* [Brief]
Take the data below and extract the lines from the one with "Target: house on far shore" to the one with "the man's hand.", inclusive, exactly as written.

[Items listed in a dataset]

============

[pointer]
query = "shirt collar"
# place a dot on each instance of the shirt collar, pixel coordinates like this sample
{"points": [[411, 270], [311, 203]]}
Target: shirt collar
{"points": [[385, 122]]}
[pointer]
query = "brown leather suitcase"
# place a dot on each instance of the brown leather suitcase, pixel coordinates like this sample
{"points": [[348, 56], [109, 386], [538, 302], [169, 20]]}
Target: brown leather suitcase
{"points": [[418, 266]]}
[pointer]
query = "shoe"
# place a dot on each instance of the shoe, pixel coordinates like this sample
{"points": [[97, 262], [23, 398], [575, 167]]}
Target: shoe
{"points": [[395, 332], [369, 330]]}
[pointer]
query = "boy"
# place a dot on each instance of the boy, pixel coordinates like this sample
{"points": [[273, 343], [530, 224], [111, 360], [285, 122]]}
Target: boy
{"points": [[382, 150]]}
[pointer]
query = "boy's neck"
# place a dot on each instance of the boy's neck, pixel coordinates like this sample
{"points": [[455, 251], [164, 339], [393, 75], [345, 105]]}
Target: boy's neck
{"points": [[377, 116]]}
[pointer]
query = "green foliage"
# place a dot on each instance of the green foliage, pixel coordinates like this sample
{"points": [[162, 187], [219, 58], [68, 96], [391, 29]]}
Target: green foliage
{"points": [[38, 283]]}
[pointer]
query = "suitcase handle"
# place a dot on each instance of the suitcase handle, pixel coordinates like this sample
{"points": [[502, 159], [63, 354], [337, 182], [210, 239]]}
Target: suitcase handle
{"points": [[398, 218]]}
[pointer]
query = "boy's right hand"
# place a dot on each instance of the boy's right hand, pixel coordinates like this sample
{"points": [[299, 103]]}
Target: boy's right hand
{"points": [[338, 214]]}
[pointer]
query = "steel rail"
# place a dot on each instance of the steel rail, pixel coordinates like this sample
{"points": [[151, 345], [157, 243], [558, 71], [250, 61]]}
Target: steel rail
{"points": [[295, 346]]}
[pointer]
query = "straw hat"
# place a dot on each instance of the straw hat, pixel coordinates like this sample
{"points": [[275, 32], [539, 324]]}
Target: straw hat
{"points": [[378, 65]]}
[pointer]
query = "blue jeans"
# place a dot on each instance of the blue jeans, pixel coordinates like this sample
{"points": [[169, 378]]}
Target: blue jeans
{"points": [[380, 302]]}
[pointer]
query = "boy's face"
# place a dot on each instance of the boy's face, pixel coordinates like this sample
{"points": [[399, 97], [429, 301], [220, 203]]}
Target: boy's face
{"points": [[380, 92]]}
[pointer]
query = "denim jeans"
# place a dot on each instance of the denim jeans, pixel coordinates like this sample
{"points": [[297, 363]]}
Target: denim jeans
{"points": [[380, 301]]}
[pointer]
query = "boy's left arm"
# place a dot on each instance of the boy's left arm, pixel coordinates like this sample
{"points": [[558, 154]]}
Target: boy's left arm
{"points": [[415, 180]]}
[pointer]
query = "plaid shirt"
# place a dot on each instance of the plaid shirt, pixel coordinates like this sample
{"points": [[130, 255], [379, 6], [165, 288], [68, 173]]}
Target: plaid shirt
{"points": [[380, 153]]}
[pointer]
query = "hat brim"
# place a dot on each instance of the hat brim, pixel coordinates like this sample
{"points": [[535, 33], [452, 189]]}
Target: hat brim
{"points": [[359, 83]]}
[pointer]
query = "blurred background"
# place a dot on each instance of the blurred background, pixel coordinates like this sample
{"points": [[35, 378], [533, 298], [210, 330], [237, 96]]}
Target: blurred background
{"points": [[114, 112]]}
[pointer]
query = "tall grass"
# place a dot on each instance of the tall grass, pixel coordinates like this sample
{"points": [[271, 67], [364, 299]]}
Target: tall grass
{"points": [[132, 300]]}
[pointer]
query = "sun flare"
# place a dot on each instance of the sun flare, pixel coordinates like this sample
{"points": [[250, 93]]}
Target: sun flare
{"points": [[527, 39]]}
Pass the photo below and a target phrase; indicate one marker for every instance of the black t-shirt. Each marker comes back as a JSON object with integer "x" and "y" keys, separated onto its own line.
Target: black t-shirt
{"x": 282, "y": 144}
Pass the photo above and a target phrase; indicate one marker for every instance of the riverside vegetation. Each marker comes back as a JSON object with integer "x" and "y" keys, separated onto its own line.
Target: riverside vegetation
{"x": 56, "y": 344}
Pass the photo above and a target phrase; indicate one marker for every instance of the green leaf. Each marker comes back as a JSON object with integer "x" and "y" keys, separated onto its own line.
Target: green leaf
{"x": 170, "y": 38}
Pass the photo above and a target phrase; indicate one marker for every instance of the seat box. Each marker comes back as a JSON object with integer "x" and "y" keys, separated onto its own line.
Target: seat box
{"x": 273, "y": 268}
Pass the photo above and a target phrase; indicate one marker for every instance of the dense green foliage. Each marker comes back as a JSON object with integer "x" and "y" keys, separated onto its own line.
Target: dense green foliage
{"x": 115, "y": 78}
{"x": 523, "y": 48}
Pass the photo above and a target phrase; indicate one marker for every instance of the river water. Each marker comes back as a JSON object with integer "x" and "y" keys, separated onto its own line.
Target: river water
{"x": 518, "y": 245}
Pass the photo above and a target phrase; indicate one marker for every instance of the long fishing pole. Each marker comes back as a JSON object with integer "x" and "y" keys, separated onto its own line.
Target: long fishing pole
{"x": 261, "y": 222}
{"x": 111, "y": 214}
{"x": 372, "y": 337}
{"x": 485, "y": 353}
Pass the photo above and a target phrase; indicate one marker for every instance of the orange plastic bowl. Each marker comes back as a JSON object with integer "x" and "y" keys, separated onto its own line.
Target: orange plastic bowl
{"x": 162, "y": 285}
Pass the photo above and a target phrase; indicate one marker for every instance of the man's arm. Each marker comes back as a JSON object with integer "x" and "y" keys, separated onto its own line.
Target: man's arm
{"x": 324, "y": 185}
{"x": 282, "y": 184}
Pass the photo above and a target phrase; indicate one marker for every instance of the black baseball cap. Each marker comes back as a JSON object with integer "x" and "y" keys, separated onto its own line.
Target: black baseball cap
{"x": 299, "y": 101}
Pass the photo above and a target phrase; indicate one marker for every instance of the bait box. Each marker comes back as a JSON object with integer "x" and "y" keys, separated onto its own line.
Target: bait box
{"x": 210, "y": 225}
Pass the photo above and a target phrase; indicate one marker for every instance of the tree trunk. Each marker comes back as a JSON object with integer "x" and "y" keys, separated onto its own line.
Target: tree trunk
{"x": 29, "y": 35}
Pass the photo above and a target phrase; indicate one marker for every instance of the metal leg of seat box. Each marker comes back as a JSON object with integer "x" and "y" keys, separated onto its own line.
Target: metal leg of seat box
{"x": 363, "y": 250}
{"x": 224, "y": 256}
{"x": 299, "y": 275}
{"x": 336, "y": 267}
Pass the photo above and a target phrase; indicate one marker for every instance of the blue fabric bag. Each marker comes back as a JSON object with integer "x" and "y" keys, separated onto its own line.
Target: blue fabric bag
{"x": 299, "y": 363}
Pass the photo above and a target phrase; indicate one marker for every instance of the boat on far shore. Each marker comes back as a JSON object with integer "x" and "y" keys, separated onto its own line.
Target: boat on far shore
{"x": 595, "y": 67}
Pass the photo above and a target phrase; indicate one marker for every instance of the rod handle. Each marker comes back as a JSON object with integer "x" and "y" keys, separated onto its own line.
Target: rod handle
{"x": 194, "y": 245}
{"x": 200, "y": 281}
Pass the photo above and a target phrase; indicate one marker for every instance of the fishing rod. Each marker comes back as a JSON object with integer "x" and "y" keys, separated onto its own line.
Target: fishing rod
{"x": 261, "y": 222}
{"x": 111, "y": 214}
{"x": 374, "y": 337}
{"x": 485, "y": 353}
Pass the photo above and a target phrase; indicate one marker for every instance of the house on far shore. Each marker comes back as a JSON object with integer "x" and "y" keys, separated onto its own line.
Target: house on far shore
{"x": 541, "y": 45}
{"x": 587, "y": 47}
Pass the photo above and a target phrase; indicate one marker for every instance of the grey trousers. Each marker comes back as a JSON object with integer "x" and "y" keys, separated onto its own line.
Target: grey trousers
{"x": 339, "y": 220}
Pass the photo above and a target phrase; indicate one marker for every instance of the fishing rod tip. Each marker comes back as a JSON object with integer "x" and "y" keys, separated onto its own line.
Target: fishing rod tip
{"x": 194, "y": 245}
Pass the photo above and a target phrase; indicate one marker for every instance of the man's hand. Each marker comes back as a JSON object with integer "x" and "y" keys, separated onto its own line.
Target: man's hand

============

* [Solution to this problem]
Target: house on far shore
{"x": 541, "y": 45}
{"x": 587, "y": 47}
Pass the photo above and a target phrase; indicate one marker for every instance of the grey trousers. Each marker comes back as a JSON object with integer "x" and "y" keys, separated onto its own line.
Target: grey trousers
{"x": 339, "y": 220}
Pass the photo above and a target phrase; indicate one marker for every instance of the fishing rod tip. Each marker comes back as a JSON object with integer "x" and "y" keys, separated onto its own line.
Target: fishing rod tip
{"x": 194, "y": 245}
Pass the photo above and a target phrase; indicate one marker for every instance of the man's hand. Each marker comes back as a JSON object with integer "x" and "y" keys, separated onto its own line.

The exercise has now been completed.